## Short task
Show every line from the rows below that contains the word "bass".

··· Record extracts

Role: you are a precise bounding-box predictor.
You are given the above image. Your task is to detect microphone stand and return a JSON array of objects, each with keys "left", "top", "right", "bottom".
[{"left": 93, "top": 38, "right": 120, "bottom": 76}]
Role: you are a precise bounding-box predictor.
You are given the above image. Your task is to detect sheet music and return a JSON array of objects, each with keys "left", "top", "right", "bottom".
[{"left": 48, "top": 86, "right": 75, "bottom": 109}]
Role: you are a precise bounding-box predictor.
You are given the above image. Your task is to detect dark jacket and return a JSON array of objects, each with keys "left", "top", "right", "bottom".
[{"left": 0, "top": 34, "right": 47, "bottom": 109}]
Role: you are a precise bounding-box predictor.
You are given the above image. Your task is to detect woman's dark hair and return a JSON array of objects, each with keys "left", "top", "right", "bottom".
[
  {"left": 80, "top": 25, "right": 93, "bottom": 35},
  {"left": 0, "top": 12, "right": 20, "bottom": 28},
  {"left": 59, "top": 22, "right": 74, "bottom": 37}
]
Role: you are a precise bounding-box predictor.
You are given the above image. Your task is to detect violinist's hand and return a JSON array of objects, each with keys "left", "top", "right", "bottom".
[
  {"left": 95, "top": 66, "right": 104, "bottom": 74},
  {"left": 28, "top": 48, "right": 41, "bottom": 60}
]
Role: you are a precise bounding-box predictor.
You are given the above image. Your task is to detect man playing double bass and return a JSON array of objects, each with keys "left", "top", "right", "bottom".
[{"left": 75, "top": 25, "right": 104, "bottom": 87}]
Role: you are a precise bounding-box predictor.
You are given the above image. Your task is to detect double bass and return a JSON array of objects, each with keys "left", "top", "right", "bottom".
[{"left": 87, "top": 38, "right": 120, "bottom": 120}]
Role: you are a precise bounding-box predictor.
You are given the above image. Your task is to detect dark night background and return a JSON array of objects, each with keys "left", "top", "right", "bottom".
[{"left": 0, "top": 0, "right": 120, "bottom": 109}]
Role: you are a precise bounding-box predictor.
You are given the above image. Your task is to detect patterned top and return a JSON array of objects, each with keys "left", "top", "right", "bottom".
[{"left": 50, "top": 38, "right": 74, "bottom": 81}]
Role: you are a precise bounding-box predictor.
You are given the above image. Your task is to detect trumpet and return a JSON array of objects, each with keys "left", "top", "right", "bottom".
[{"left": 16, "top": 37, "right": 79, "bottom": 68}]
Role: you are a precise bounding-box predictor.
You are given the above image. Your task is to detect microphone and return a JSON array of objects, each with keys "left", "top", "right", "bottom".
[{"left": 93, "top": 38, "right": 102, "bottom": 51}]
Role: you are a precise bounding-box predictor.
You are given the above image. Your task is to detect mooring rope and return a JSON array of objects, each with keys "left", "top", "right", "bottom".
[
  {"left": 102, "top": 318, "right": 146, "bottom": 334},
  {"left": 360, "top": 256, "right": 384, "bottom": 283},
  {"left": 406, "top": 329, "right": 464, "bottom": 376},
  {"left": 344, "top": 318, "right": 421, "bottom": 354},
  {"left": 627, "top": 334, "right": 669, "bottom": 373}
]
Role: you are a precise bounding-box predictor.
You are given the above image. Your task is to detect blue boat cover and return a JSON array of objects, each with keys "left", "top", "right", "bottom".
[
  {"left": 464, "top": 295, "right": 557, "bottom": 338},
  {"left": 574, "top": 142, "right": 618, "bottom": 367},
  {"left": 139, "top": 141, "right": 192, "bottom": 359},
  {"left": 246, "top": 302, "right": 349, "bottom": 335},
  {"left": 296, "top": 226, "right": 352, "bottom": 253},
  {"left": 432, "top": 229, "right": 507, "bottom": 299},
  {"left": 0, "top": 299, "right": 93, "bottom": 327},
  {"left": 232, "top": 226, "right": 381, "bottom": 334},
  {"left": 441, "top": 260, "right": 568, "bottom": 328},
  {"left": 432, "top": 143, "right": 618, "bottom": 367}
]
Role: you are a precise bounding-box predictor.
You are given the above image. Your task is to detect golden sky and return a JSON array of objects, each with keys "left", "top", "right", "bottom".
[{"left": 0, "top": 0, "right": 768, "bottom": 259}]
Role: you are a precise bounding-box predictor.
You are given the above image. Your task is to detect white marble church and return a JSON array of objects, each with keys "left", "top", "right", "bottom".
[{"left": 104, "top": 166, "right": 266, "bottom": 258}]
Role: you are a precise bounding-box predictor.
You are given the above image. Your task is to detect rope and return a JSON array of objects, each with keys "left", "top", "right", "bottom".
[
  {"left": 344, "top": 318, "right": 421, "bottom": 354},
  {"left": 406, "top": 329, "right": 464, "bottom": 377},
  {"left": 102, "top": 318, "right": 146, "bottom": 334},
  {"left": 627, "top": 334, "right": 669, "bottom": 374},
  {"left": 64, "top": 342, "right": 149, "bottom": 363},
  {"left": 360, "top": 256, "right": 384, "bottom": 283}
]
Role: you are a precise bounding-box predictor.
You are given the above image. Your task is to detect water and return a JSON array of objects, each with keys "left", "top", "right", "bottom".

······

## Completed task
You are given the above image. Your task is to detect man playing double bass and return a JSON array of objects, each with keys "left", "top", "right", "bottom".
You are given the above image. Your task is to detect double bass and return a JSON array of objects, each with keys "left", "top", "right", "bottom".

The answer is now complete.